■ **AIM OF THE TASK**:
Return each line of the material below that contains the word "buoy", copying the whole line.

Saved entries:
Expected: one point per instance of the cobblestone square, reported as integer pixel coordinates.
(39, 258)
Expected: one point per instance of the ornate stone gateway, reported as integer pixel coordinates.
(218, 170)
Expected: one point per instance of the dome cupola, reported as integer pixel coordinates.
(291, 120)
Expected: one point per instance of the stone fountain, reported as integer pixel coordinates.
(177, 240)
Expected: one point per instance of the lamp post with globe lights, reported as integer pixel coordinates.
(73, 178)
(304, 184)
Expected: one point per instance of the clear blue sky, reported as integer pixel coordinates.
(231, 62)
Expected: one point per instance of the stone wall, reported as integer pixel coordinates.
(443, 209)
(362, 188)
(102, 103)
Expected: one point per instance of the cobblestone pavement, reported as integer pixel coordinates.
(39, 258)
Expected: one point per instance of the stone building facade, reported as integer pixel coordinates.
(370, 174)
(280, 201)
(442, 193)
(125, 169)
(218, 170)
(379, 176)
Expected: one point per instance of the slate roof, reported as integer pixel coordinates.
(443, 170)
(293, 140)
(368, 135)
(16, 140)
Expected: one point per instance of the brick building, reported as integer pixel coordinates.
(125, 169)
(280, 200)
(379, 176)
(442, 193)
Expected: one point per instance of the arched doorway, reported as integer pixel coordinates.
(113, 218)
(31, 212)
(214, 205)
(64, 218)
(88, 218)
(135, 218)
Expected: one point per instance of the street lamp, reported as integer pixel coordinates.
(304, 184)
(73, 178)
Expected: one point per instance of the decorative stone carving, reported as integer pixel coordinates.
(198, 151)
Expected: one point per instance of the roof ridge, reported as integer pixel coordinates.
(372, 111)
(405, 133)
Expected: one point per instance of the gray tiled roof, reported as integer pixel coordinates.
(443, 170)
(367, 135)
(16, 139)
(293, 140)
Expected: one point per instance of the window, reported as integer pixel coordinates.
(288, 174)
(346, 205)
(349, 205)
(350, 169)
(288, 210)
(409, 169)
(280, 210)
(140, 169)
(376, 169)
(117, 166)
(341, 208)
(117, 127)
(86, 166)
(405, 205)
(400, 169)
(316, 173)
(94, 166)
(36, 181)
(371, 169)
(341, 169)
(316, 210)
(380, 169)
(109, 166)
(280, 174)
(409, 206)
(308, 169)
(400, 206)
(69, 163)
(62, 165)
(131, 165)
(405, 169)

* * *

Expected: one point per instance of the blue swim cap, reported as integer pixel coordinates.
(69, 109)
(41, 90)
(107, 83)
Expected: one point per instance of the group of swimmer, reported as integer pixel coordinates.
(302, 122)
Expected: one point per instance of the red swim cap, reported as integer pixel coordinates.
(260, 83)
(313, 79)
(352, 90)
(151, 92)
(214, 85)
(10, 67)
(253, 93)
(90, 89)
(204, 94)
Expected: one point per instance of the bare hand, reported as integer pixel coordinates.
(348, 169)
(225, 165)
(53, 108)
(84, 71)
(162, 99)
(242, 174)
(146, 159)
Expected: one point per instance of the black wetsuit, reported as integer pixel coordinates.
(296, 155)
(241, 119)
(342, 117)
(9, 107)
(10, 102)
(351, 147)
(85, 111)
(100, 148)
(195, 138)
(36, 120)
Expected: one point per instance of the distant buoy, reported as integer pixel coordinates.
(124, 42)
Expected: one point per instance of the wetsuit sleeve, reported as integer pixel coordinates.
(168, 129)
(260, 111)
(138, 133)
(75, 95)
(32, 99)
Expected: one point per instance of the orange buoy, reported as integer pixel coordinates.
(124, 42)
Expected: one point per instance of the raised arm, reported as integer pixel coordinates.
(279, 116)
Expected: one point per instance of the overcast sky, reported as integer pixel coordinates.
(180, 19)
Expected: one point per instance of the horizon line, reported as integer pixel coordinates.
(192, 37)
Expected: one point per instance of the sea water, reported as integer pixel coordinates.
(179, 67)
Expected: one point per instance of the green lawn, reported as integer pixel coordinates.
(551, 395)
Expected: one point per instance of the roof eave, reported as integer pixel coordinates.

■ **COMPLETE ANSWER**:
Expected: one point per instance of the distant buoy, reported as integer pixel coordinates.
Expected: one point per instance of the orange buoy, reported as integer pixel coordinates.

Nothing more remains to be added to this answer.